_WHAT YOU NEED TO DO_:
Copy out all lines in the material below that contain the string "headlight".

_EXTRACTED INFORMATION_:

━━━━━━━━

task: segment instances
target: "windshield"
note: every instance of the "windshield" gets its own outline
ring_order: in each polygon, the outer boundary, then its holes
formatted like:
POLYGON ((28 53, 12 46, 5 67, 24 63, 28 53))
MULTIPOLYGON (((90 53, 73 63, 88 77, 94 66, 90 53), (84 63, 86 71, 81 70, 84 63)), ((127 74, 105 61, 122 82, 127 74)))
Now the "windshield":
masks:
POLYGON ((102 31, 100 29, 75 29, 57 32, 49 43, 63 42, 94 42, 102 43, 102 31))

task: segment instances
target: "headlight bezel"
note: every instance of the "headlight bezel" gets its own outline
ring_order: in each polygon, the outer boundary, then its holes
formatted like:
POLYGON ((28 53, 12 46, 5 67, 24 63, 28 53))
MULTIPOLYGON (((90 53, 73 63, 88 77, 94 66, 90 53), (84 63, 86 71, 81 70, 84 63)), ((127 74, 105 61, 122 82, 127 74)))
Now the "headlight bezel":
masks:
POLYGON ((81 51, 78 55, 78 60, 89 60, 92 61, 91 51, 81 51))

━━━━━━━━

_FINISHED TASK_:
target: "headlight bezel"
note: every instance of the "headlight bezel" gets its own outline
Now the "headlight bezel":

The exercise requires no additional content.